__WORK INSTRUCTIONS__
Repeat all entries below exactly as shown.

Stored data entries:
- - -

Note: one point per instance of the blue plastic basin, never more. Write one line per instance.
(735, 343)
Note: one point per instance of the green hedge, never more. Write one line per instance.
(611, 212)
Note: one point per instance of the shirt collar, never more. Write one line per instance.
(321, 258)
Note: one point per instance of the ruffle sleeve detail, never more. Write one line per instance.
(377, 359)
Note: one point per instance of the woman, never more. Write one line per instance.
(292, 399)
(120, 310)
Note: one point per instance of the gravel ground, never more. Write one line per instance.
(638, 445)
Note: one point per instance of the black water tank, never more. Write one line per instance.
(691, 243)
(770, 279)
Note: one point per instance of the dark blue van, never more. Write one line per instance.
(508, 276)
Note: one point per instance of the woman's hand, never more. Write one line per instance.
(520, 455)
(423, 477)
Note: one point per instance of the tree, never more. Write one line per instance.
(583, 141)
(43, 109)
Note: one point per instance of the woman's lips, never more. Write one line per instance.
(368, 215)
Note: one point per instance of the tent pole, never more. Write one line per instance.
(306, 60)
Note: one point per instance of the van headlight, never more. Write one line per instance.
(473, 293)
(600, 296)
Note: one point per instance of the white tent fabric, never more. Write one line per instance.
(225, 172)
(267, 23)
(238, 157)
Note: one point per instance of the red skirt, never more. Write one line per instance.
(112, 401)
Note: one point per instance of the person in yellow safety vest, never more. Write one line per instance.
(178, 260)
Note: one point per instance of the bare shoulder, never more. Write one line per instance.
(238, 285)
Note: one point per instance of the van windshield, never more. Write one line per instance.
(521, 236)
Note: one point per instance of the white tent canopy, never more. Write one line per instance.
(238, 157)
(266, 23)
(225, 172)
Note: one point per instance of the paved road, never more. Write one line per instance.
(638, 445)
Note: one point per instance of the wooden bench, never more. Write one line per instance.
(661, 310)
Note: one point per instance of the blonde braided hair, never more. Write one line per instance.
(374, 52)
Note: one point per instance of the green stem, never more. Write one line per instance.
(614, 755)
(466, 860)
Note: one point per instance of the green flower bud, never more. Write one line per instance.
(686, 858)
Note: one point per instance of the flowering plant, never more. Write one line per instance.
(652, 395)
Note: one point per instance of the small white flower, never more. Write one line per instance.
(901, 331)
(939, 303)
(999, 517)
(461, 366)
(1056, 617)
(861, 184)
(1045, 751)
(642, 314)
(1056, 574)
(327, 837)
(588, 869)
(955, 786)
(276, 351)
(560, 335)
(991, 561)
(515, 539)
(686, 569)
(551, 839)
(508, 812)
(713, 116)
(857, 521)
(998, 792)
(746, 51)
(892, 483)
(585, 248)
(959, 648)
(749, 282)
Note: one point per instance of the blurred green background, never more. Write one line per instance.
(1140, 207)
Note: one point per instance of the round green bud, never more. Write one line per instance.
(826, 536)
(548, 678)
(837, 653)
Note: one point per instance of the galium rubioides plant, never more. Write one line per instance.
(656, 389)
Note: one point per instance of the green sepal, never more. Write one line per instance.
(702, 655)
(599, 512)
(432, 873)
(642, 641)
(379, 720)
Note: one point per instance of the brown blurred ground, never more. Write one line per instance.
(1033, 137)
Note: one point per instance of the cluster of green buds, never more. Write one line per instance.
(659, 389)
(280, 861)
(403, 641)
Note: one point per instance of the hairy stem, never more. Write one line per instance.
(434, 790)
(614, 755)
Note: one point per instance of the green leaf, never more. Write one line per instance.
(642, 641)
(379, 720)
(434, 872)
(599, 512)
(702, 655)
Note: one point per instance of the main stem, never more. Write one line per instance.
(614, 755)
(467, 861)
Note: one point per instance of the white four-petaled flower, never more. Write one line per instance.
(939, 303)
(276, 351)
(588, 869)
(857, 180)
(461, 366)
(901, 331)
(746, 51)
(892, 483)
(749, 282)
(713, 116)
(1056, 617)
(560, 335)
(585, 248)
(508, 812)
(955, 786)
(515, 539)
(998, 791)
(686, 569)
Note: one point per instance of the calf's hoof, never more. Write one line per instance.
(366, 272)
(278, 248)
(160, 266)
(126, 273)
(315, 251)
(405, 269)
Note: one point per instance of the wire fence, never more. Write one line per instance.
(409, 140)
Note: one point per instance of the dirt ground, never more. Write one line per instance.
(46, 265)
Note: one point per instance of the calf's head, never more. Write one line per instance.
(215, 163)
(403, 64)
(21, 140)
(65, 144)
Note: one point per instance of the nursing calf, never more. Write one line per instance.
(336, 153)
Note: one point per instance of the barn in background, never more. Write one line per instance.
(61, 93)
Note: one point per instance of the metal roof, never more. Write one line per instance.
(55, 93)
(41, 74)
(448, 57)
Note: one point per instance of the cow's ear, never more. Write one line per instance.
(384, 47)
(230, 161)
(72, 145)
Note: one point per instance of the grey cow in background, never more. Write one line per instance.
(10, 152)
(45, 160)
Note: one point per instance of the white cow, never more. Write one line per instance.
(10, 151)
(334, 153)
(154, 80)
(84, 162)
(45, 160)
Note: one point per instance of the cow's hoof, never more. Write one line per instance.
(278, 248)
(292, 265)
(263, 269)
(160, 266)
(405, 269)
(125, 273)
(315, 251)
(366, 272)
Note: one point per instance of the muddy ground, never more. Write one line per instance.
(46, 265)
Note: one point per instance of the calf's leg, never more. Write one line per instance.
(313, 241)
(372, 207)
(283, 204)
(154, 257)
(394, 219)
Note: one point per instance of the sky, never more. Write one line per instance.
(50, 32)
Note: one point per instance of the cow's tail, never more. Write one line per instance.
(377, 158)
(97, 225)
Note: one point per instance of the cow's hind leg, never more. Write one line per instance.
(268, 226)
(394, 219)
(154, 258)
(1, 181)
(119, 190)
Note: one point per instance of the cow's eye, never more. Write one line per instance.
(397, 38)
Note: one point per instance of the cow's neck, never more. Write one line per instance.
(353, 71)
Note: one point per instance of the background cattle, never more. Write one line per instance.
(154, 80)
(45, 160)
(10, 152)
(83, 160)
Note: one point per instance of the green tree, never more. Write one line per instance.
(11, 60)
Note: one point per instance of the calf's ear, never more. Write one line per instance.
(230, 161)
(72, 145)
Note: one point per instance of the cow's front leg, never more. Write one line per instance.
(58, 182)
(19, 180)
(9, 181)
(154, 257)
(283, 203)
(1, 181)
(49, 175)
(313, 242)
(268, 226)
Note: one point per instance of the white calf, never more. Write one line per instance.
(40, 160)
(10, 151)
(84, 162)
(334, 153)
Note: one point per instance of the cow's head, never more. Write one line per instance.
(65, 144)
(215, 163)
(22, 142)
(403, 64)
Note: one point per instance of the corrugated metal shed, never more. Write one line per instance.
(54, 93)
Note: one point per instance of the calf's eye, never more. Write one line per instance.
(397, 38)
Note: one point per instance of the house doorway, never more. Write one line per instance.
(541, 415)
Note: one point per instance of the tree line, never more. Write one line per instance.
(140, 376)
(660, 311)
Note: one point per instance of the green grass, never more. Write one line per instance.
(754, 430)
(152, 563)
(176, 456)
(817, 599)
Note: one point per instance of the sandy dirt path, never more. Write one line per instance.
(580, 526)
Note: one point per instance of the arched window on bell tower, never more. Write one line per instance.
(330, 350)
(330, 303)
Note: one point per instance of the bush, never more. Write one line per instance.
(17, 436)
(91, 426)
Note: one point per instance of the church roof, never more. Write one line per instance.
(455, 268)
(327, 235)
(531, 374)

- - -

__RESULT OF THE EXERCISE__
Note: one point per instance of the blue plastic basin, never more. Write one line per instance.
(735, 343)
Note: one point per instance of the green hedge, never more. Write one line per instance.
(611, 212)
Note: one point per instance of the shirt collar, never more. Write one line per instance.
(321, 258)
Note: one point per instance of the ruffle sleeve detail, never more. Write one line per instance.
(377, 359)
Note: one point per instance of the woman, never more. Write one line per instance.
(292, 399)
(120, 310)
Note: one point per instance of the gravel ground, never more. Write one line per instance.
(638, 445)
Note: one point per instance of the black water tank, never more. Write one line per instance.
(691, 243)
(770, 279)
Note: one point per instance of the dark blue van, never more. Write one line per instance.
(508, 276)
Note: one point per instance of the woman's hand, never more. Write one line per instance.
(520, 455)
(423, 477)
Note: one point per instance of the tree, never more. Write one line per instance.
(583, 141)
(43, 109)
Note: one point per instance of the woman's lips, never more. Write one line per instance.
(368, 215)
Note: one point per instance of the tent pole, never more. Write one line per instance.
(306, 60)
Note: one point per instance of the van headlight, never more. Write one line per instance.
(473, 293)
(600, 296)
Note: one point per instance of the white tent fabric, never more. Write one line per instance.
(225, 172)
(267, 23)
(238, 157)
Note: one point per instance of the red skirt, never more. Write one line per instance.
(112, 401)
Note: one point per instance of the person in yellow safety vest, never more. Write one line per instance.
(178, 260)
Note: one point per instance of the bare shoulder, never more. Write one line per instance.
(238, 285)
Note: one point per instance of the van windshield, never more. Write one line per instance.
(521, 236)
Note: one point per instance of the white tent canopy, never more. Write one line per instance.
(238, 157)
(266, 23)
(225, 172)
Note: one point per instance of the paved road, never more. Write one line per instance.
(638, 445)
Note: one point per instance of the wooden bench, never more. Write one line per instance.
(661, 310)
Note: one point per instance of the blonde braided hair, never more. Write one line per instance.
(374, 52)
Note: one point per instance of the green stem, never more. Write one line per instance.
(614, 755)
(466, 860)
Note: one point per instance of the green flower bud, never more. Write one line per instance.
(686, 858)
Note: one point per instance of the flowering plant, never more. Write one line per instance.
(652, 395)
Note: one point per instance of the small white flower, never more. Write one line per instance.
(901, 331)
(939, 303)
(999, 517)
(461, 366)
(1056, 617)
(861, 184)
(1045, 751)
(642, 314)
(1056, 574)
(327, 837)
(588, 869)
(955, 786)
(276, 351)
(560, 335)
(991, 561)
(515, 539)
(686, 569)
(551, 839)
(508, 812)
(713, 116)
(857, 521)
(998, 792)
(746, 51)
(892, 483)
(585, 248)
(959, 648)
(749, 282)
Note: one point per instance of the blurred green background, never more. Write one line per instance.
(1140, 207)
Note: one point per instance of the round green bud, never more. Write one line per instance.
(826, 536)
(548, 678)
(837, 653)
Note: one point per instance of the galium rubioides plant, never more. Write one line per instance.
(656, 389)
Note: one point per instance of the green sepal, never more. Write one line per instance.
(702, 655)
(599, 512)
(432, 873)
(642, 641)
(379, 720)
Note: one point per instance of the brown blurred ground, never more. Write one line per instance.
(1033, 137)
Note: one point per instance of the cluster of green buds, never more. Write one line per instance.
(659, 389)
(280, 861)
(403, 641)
Note: one point per instance of the hairy stem, never more. Write one line per instance.
(434, 790)
(614, 755)
Note: one point per instance of the green leaf, never more. Write one line per instance.
(642, 641)
(379, 720)
(434, 872)
(599, 512)
(702, 655)
Note: one point per instance of the main stem, never more. Write one line per instance.
(614, 755)
(467, 861)
Note: one point per instance of the white four-petaled flower, never more. Write one line per instance.
(939, 303)
(276, 351)
(588, 869)
(857, 180)
(461, 366)
(901, 331)
(746, 51)
(892, 483)
(749, 282)
(713, 116)
(1056, 617)
(560, 335)
(585, 248)
(508, 812)
(955, 786)
(515, 539)
(998, 791)
(686, 569)
Note: one point per instance of the calf's hoof, never more. Write one line per instance.
(366, 272)
(278, 248)
(160, 266)
(126, 273)
(315, 251)
(405, 269)
Note: one point per instance of the wire fence, never more. Write one line per instance.
(409, 140)
Note: one point per instance of the dirt ground, never more. Write one line per instance.
(46, 265)
Note: one point per instance of the calf's head, never more. Write one line per instance.
(215, 163)
(403, 64)
(21, 140)
(65, 144)
Note: one point per instance of the nursing calf, never more. Write one line per instance.
(336, 153)
Note: one point per instance of the barn in background, never more. Write one line per instance.
(61, 93)
Note: one point per instance of the metal roof, never more. Write one line per instance.
(55, 93)
(41, 74)
(448, 57)
Note: one point per instance of the cow's ear, never more. Write one line per instance.
(384, 47)
(230, 161)
(72, 145)
Note: one point per instance of the grey cow in background, never more. Write one line per instance.
(10, 152)
(45, 160)
Note: one point per instance of the white cow, never more. Write one line per instance.
(10, 151)
(334, 153)
(154, 80)
(84, 162)
(45, 160)
Note: one point per instance of the cow's hoof, never more. Write one line per instance.
(278, 248)
(292, 265)
(263, 269)
(160, 266)
(405, 269)
(125, 273)
(315, 251)
(366, 272)
Note: one point per instance of the muddy ground, never more. Write one line per instance.
(46, 265)
Note: one point per instance of the calf's leg, never more. Write one line per instance.
(313, 241)
(372, 207)
(283, 204)
(154, 257)
(394, 219)
Note: one point per instance of the sky, never more. Write one line per instance.
(50, 32)
Note: one point per instance of the cow's tail, never more. Write one line per instance.
(377, 158)
(97, 225)
Note: one point per instance of the cow's hind leg, never more. Write one line per instance.
(268, 226)
(394, 219)
(154, 258)
(1, 181)
(119, 190)
Note: one point per instance of the cow's eye, never more. Write one line per instance.
(397, 38)
Note: one point per instance of the cow's neck, never more. Write one line per instance.
(353, 71)
Note: one point per instance of the background cattle, never more. Write one line per instance.
(154, 80)
(45, 160)
(10, 152)
(83, 160)
Note: one point per instance of the green tree, never more. Write one line per instance.
(11, 60)
Note: one point per instance of the calf's ear, never more. Write one line per instance.
(230, 161)
(72, 145)
Note: one point per instance of the cow's front leg, never more. Write one line per instance.
(58, 182)
(19, 180)
(9, 181)
(154, 257)
(283, 203)
(1, 181)
(49, 175)
(313, 242)
(268, 226)
Note: one point per instance of the white calf, never more. Write one line per instance.
(40, 160)
(10, 151)
(84, 162)
(334, 153)
Note: one point per instance of the cow's head, never more. Write one line per instance.
(65, 144)
(215, 163)
(22, 142)
(403, 64)
Note: one point per instance of the corrugated metal shed, never more. Write one line per instance.
(54, 93)
Note: one point per instance of the calf's eye, never more. Write one line per instance.
(397, 38)
Note: one point per instance of the house doorway, never more. Write one line per instance.
(541, 415)
Note: one point per instance of the tree line, never more. Write one line per instance.
(140, 376)
(660, 311)
Note: one point per instance of the green grass, never more. Write one line per instance.
(754, 430)
(152, 563)
(176, 456)
(817, 599)
Note: one point per instance of the sandy dirt path, never more. Write one line per instance.
(580, 526)
Note: one point per instance of the arched window on bell tower, never more. Write one line per instance.
(330, 350)
(330, 303)
Note: one point per instance of the bush, never more. Write one line per instance.
(17, 436)
(91, 426)
Note: one point per instance of the church roof, never more. Write one line per instance.
(455, 268)
(327, 235)
(531, 374)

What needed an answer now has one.